Reading text —
--
Smoke and Mirrors: Exaggerated claims for reduced heart events post-smoking ban in Minnesota

By ACSH Staff — Oct 31, 2012
We've seen it before reports of reports of near-immediate reductions in heart attacks after smoking bans were enacted indoors. Now a new report in the Archives of Internal Medicine repeats the same errors of statistical analysis in an even more egregious manner.

We've seen it before reports of reports of near-immediate reductions in heart attacks after smoking bans were enacted indoors. Now a new report in the Archives of Internal Medicine repeats the same errors of statistical analysis in an even more egregious manner.

The authors, based at the prestigious Mayo Clinic in Minnesota, analyzed hospital admissions for diagnosed heart attacks and sudden cardiac deaths over two 18 month periods before and after Olmsted County, Minn., passed a smoke-free restaurant law in 2002 and before and after the county passed a smoke-free bar and workplace law in 2007. They detected a 34 percent decline in heart attacks and a 17 percent decline in sudden cardiac death, to which they attributed the passage of those laws.

But ACSH advisor Dr. Mike Siegel of the Boston University School of Public Health calls to account the biased, predetermined statistical manipulation (not to say intentional distortion) of the study authors. For starters, heart attack diagnoses in all Minnesota hospitals dropped 26 percent from 2001 to 2009, and admissions also declined.

In other words, Dr. Siegel writes, in the absence of a smoking ban, heart attack admissions in Olmsted County would have been expected to drop by 34%. In the presence of the smoking ban, heart attack rates dropped by 33%.

Dr. Siegel is kind when he attempts to give the authors a sort-of break, by noting their devotion to the cause of reducing smoking rates by any means necessary. However, as he and we here at ACSH agree, when it comes to science, the end most definitely does not justify the means those sort of tactics are more reminiscent of the dark days of Big Tobacco in the latter half of the 20th century.
--
Stored items from a collection:
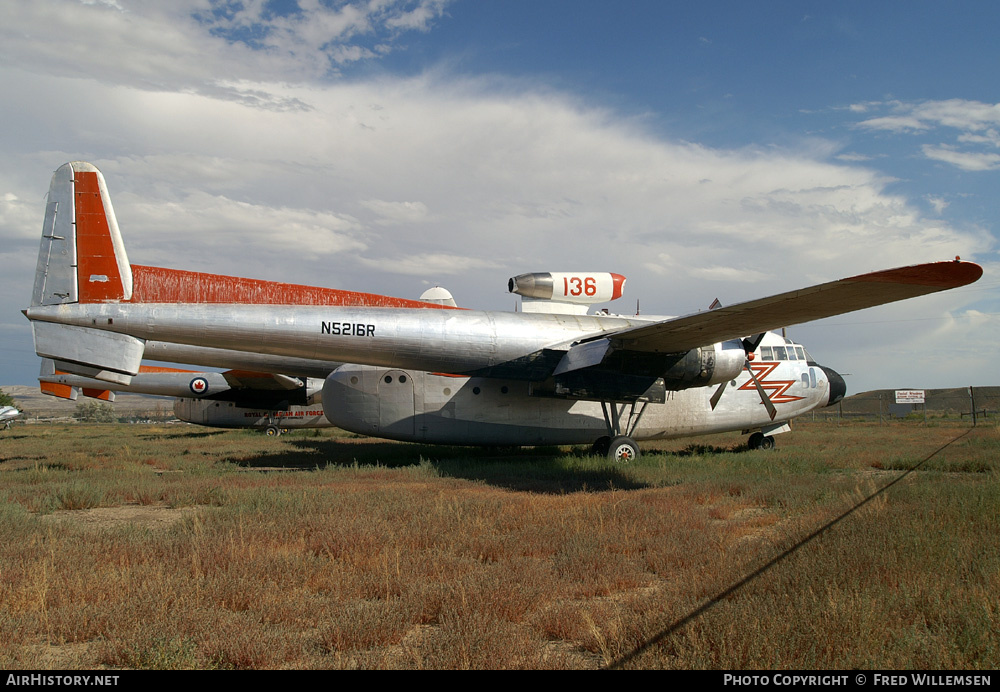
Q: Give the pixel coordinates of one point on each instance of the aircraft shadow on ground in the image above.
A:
(539, 470)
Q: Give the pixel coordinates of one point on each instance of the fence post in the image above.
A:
(972, 395)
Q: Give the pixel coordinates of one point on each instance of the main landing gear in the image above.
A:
(760, 441)
(619, 448)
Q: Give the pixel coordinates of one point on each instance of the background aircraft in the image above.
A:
(7, 415)
(93, 313)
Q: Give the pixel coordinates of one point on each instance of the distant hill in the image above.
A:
(954, 401)
(37, 405)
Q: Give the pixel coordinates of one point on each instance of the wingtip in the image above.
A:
(940, 275)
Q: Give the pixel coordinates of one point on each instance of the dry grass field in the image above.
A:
(181, 547)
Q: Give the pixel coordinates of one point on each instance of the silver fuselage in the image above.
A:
(450, 341)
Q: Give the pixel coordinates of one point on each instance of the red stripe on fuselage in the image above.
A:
(158, 285)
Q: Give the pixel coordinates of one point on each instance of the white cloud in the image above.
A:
(976, 123)
(967, 161)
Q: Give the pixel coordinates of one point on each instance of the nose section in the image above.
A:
(838, 387)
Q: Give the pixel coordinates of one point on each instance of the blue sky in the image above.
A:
(722, 149)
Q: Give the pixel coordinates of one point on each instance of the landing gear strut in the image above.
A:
(618, 446)
(760, 441)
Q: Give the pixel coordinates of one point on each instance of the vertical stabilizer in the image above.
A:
(81, 258)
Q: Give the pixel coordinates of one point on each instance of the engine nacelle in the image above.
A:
(706, 366)
(586, 288)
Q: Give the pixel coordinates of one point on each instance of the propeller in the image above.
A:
(749, 346)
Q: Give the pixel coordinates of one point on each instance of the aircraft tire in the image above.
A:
(623, 450)
(601, 446)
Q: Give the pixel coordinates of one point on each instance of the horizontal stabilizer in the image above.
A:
(243, 379)
(63, 391)
(102, 394)
(107, 356)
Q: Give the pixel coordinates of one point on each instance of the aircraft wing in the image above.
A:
(813, 303)
(245, 379)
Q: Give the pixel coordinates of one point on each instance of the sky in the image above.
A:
(726, 150)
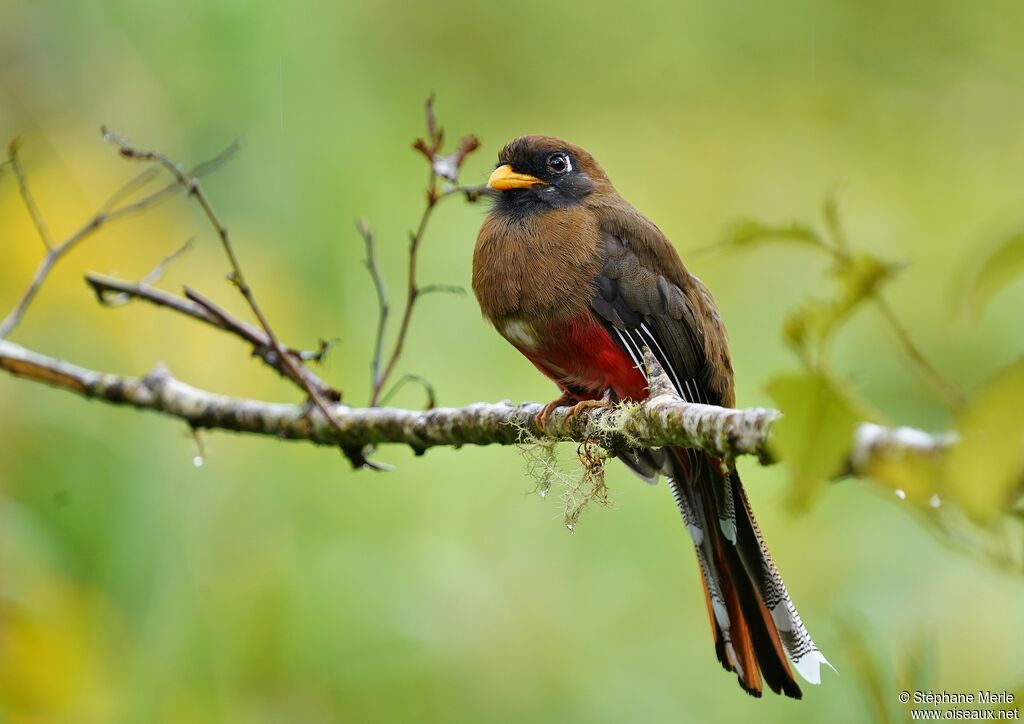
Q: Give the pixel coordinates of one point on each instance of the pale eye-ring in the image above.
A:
(559, 163)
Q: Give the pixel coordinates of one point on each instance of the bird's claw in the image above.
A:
(544, 417)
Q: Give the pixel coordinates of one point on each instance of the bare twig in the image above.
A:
(292, 368)
(441, 167)
(199, 307)
(950, 394)
(383, 304)
(27, 198)
(662, 420)
(104, 293)
(109, 213)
--
Task item — List every four-digit year that appears in the article on the Minnesota smoking-ban study, in order of first appearance.

Response — 2012, 2002, 2007, 2001, 2009